Problems to work on:
1. In the poll thread, why does Beelzebub tell Danny to forget the voting at the start? Reply in one to three sentences.
2. Carry the poll thread forward from its final sentence.

Text shown:
........

Well I forgot to set a time limit on the poll, but I give it 7 days starting on Beelzebub first post.


----------



## Beelzebub

Hahaha!

Well so much for board discipline and good manners!  
Just ask people to stand clear and see them all rush into do the exact opposite.

Well you've made a good attempt at a start Danny.  Let's hope all the excited children who posted above don't intend to do it continually.

Have you got the complete and final phrasing of your points yet?
That is needed as a start position.

Also:  Forget the voting at the start.  I have said a couple of times now that I will accept YOUR call on it: and I am expecting you to be honourable in making this.  And if I think my sources don't disprove you I will say so too.

Getting everyone else thinking that their input counts for a result will only make this a completely partizan thread which will split on 'party lines'.

........

Data:
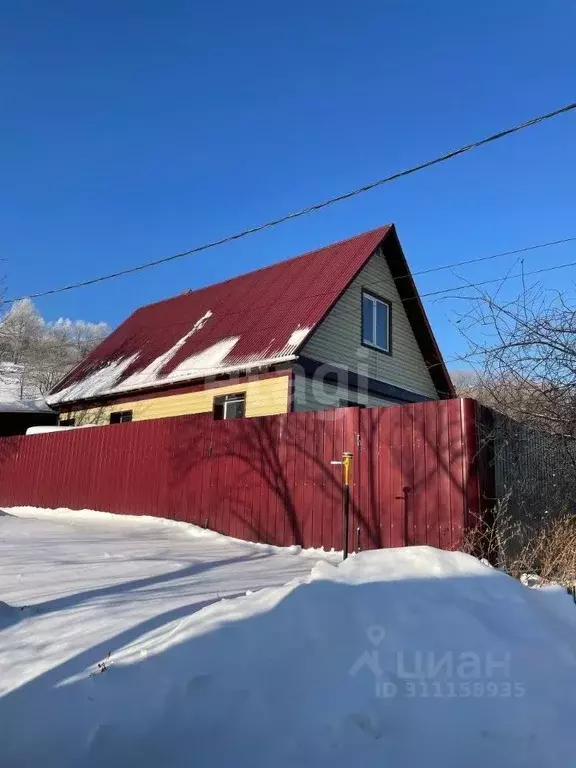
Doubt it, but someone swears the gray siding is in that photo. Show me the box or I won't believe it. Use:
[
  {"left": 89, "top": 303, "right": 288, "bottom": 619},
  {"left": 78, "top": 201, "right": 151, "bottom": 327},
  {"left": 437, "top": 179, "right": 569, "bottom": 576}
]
[
  {"left": 300, "top": 252, "right": 438, "bottom": 399},
  {"left": 293, "top": 375, "right": 398, "bottom": 411}
]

........

In response:
1. Beelzebub warns that if everyone else thinks their input counts toward a result, the thread will become completely partisan and split on "party lines." Beelzebub has also already said more than once that Danny's own call on the matter will be accepted.

2.
Maybe we should stick it onto a thread in the clean-debate zone too?  Or is that too radical?


----------



## Lipush

Well here's a party-pooper


----------



## Daniyel

Beelzebub said:


> Hahaha!
> 
> Well so much for board discipline and good manners!
> Just ask people to stand clear and see them all rush into do the exact opposite.
> 
> Well you've made a good attempt at a start Danny.  Let's hope all the excited children who posted above don't intend to do it continually.
> 
> Have you got the complete and final phrasing of your points yet?
> That is needed as a start position.
> 
> Also:  Forget the voting at the start.  I have said a couple of times now that I will accept YOUR call on it: and I am expecting you to be honourable in making this.  And if I think my sources don't disprove you I will say so too.
> 
> Getting everyone else thinking that their input counts for a result will only make this a completely partizan thread which will split on 'party lines'.
> 
> Maybe we should stick it onto a thread in the clean-debate zone too?  Or is that too radical?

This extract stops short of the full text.